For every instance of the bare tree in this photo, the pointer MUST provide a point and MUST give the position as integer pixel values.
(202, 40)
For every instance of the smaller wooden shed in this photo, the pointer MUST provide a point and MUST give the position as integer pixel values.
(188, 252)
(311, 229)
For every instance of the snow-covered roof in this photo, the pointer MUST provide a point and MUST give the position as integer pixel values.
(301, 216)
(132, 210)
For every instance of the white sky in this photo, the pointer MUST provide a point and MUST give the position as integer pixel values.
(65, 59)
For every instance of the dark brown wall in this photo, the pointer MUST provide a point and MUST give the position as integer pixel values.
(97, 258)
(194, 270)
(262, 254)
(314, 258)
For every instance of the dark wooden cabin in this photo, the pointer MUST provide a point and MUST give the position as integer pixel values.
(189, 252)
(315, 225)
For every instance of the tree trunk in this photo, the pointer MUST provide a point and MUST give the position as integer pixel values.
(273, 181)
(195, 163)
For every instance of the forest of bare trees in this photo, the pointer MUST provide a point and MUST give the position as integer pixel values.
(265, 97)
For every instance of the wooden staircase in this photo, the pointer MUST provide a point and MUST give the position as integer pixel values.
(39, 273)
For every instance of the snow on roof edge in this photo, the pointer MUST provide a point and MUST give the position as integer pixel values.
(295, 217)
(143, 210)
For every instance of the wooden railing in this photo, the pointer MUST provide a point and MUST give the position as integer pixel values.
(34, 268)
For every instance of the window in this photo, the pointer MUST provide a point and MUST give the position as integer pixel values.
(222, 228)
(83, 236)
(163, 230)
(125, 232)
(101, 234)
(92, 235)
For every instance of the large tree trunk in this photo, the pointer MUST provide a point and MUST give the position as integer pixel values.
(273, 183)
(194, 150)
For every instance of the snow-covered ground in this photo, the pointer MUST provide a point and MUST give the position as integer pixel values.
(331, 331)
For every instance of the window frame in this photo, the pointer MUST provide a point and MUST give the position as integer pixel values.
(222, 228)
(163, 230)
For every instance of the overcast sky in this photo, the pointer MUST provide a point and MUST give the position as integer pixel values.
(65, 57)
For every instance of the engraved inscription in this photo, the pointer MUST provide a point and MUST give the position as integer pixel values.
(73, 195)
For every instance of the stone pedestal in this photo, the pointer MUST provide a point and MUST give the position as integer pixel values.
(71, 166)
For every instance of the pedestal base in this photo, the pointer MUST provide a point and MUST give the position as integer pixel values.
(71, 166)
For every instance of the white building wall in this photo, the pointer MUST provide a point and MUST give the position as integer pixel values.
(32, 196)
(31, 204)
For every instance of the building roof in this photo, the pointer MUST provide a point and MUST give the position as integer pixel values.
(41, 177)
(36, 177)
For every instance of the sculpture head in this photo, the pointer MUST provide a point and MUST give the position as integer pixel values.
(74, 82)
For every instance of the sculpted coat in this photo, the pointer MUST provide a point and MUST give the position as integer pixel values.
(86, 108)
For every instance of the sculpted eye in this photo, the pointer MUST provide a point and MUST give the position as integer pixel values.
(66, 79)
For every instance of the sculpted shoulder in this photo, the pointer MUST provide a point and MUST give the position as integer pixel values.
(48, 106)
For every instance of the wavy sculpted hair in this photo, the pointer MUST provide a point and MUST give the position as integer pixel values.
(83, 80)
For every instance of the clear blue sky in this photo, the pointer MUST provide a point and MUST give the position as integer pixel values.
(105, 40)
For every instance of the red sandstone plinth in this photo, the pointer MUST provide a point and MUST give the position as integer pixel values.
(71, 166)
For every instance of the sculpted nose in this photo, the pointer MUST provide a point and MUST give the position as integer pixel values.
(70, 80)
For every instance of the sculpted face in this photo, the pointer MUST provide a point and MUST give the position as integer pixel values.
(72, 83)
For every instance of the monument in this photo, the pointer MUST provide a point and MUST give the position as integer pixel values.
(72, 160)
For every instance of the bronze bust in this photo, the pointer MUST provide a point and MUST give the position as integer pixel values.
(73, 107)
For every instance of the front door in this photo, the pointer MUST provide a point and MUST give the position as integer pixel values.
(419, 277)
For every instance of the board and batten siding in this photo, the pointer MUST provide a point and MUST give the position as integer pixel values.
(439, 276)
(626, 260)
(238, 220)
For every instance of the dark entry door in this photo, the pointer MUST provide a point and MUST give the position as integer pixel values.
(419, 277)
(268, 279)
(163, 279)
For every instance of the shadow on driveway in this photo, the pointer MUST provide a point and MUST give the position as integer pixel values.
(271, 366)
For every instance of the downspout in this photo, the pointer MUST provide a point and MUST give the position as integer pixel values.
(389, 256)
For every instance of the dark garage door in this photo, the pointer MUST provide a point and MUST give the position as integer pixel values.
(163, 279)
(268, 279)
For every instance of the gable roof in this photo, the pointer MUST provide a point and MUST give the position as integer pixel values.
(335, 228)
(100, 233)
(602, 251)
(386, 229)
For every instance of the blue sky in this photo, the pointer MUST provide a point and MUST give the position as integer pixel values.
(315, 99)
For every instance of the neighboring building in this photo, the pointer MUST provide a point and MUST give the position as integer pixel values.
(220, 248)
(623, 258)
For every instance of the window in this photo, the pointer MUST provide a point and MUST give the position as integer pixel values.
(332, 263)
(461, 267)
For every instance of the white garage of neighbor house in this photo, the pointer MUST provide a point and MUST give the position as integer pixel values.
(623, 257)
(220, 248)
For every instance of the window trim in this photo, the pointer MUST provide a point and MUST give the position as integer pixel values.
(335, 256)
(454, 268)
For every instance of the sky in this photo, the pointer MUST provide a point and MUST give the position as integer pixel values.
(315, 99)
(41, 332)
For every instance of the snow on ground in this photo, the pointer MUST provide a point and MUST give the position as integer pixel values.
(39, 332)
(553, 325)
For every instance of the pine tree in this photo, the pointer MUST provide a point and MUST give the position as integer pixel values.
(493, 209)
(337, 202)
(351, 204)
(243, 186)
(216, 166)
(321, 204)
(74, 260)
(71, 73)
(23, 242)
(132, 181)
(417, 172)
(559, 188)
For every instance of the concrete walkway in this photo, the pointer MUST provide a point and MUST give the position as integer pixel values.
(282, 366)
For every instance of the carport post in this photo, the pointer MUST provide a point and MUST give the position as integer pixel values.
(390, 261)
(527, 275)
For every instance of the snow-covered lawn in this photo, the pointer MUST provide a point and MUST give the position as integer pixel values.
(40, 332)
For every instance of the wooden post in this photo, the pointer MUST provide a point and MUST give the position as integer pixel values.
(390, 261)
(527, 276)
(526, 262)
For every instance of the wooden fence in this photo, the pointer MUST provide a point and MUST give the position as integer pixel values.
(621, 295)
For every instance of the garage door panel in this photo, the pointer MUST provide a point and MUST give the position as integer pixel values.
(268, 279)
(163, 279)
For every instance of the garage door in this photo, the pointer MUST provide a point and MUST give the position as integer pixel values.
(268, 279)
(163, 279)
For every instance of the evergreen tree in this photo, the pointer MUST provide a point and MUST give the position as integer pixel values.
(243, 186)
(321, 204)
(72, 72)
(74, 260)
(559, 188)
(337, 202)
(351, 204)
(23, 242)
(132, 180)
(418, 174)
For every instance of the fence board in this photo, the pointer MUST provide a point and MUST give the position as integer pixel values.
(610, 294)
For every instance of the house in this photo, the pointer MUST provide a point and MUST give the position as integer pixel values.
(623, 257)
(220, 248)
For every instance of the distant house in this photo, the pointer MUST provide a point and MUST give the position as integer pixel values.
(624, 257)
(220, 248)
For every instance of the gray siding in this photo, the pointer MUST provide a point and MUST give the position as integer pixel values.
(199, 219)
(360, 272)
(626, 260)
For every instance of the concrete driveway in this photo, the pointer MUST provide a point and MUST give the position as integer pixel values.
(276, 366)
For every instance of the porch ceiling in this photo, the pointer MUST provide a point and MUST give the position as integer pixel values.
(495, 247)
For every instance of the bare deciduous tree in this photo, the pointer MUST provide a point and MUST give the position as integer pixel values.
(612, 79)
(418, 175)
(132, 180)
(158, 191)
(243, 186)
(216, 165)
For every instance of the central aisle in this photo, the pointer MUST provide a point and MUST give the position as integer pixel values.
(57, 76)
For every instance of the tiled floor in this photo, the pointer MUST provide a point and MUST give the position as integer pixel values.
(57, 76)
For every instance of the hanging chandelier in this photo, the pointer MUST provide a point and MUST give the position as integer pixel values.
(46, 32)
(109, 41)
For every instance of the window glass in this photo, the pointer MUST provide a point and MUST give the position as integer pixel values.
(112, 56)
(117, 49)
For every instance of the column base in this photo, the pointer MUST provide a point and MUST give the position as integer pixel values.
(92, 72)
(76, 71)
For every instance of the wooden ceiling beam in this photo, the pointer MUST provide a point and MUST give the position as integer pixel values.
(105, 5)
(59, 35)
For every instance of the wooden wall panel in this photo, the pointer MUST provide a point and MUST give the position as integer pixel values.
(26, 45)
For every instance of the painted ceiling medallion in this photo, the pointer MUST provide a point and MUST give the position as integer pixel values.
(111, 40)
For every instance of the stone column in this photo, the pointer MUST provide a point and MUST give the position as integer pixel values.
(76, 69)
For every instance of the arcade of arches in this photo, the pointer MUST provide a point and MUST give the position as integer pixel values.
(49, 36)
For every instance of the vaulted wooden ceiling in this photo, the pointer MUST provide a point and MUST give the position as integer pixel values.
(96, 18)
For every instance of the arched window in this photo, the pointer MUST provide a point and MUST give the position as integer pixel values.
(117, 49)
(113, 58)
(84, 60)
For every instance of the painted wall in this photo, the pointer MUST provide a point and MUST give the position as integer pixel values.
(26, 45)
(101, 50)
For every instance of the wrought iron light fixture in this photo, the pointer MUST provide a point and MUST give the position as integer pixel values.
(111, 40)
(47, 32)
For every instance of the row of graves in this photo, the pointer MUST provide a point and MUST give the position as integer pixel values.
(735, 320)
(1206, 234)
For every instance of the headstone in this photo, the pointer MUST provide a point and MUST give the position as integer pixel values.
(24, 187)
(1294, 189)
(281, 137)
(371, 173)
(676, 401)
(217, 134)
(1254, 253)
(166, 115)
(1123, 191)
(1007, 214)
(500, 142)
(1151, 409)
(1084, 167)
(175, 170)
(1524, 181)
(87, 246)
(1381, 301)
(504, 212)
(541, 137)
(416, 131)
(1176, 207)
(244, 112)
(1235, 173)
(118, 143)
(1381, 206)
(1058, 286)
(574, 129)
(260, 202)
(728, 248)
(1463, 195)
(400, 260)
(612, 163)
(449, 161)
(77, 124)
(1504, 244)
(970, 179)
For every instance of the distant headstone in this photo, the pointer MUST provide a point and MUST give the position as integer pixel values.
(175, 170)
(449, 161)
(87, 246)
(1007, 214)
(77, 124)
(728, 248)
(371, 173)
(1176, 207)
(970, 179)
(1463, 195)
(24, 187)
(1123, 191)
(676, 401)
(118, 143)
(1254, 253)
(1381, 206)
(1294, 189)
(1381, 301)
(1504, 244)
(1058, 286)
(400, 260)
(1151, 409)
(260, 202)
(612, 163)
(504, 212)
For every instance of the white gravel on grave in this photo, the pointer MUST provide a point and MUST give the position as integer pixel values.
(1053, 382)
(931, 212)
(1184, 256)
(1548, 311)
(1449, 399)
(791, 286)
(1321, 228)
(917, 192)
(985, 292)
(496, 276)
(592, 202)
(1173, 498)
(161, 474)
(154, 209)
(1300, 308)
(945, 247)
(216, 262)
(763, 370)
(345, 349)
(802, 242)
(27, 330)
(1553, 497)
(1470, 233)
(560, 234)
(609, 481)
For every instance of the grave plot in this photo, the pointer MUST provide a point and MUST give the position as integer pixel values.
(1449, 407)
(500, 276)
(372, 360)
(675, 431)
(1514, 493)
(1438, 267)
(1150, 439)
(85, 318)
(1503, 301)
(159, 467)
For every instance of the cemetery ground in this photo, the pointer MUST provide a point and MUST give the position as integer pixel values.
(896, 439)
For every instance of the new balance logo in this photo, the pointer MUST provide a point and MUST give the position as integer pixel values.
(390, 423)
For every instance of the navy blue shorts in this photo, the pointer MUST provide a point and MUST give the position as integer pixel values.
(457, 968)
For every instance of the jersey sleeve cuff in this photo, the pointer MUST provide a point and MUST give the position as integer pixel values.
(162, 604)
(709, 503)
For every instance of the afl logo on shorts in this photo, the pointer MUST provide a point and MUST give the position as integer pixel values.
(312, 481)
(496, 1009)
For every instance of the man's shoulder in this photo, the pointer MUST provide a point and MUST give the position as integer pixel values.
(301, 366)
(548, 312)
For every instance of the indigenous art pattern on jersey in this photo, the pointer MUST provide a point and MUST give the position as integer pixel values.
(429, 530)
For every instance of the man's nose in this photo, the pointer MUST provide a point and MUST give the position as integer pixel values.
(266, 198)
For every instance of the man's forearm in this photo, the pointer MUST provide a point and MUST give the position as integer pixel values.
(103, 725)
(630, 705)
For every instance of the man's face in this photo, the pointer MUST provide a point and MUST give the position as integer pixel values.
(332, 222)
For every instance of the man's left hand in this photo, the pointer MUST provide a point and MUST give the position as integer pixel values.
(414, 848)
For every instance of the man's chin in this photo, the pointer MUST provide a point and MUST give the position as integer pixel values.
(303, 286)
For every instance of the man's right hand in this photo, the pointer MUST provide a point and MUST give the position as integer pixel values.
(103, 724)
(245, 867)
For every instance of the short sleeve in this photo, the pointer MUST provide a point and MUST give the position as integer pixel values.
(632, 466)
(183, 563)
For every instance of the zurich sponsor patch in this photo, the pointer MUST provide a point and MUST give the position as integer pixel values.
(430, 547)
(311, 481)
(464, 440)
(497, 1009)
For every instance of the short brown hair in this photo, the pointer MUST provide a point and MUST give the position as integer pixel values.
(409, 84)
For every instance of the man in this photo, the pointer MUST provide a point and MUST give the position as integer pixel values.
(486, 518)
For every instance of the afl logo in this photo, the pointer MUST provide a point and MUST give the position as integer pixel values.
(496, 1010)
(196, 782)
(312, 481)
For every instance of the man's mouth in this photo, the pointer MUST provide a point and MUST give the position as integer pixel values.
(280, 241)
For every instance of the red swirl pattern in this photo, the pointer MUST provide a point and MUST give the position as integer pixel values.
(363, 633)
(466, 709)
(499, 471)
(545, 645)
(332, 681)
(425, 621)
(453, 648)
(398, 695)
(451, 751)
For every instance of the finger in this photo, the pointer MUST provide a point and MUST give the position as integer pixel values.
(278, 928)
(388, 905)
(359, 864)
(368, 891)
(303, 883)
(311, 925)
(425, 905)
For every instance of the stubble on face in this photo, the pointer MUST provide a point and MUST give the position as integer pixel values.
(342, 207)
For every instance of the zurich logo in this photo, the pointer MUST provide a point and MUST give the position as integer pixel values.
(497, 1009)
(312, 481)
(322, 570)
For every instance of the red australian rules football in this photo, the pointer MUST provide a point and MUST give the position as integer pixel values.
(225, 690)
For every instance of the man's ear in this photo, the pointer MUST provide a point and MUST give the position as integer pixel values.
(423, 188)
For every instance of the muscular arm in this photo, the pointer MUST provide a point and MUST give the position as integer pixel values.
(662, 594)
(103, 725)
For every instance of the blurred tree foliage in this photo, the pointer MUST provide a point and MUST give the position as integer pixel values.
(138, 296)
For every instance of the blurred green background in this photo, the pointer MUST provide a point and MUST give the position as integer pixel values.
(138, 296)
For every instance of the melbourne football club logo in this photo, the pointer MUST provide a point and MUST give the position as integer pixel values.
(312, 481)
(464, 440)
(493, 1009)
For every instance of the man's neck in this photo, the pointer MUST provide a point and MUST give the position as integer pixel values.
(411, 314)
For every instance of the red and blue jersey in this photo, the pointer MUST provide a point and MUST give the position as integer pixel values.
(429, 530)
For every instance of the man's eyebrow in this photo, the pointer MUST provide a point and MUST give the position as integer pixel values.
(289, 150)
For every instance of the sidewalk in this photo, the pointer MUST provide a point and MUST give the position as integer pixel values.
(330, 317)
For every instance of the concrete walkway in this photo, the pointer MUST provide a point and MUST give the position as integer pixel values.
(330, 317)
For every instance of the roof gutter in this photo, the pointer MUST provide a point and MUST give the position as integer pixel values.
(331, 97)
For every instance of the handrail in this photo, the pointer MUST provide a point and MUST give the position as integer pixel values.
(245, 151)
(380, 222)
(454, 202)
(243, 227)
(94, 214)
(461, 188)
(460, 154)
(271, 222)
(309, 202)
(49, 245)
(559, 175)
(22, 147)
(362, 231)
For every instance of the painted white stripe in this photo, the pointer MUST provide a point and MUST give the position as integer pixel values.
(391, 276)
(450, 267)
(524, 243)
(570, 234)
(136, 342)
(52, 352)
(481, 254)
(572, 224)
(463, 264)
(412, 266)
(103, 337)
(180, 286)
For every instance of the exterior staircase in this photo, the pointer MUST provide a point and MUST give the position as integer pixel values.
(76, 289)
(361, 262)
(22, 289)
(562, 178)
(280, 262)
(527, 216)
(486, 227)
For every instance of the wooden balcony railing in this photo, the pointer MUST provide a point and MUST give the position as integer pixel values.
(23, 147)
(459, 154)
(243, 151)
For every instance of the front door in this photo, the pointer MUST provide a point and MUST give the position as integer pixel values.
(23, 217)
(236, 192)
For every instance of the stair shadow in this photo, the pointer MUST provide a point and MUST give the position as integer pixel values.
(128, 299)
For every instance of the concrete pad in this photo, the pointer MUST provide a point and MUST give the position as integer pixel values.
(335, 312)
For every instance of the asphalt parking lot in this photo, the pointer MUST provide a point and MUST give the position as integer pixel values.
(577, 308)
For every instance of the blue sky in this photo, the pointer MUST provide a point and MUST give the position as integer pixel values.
• • • • • • •
Can you reproduce the stretch from the line containing "For every instance of the man's eyebrow" through the end of the items, substituting "banister" for "handrail" and leaving everything else unchanged?

- [Reply to the task]:
For every instance of the man's eyebrow in this photo, the pointer MUST provide a point and MUST give the position as integer pixel values.
(289, 150)
For every instance of the sidewalk in this photo, the pointer MUST provide a point and MUST give the position as integer pixel values.
(330, 317)
For every instance of the concrete walkway in this photo, the pointer MUST provide a point and MUST give the position as integer pixel values.
(330, 317)
For every instance of the roof gutter in this photo, the pointer MUST provide a point and MUST give the position as integer pixel values.
(331, 97)
For every instance of the banister in this photo, the pointer MUST provide a point and MUST give the position as integer pixel values.
(245, 151)
(380, 222)
(454, 202)
(243, 227)
(94, 214)
(461, 188)
(460, 154)
(271, 222)
(309, 202)
(49, 245)
(559, 175)
(22, 147)
(362, 231)
For every instance of the painted white stripe in this photo, the pointer MUST provide a point and MUST give the position as integer pixel values.
(391, 276)
(450, 267)
(524, 243)
(570, 234)
(136, 342)
(52, 352)
(481, 254)
(572, 224)
(463, 264)
(412, 266)
(103, 337)
(180, 286)
For every instance of the exterior staircase in this photo, the pointer MUST provide a point and MUST give the position as integer pixel values.
(76, 289)
(361, 262)
(22, 289)
(562, 178)
(280, 262)
(527, 216)
(486, 227)
For every instance of the wooden balcony railing in this photo, the pointer MUST provide a point and MUST give the position as integer pixel values.
(23, 147)
(459, 154)
(243, 151)
For every instance of the front door in this photo, the pointer MUST provide a point and MUST give the position as integer pixel values.
(23, 217)
(236, 192)
For every instance of the stair shadow in this photo, the pointer MUST provide a point and MUST give the position as integer pixel values.
(128, 299)
For every instance of the concrete pad in this photo, the pointer MUST provide a point and MUST give the position as integer pixel values.
(335, 312)
For every instance of the asphalt parking lot in this photo, the pointer MUST provide a point and MUST give the position as integer pixel values.
(577, 308)
For every instance of the blue sky in this photo, the pointer MUST provide a point and MUST give the position as integer pixel values.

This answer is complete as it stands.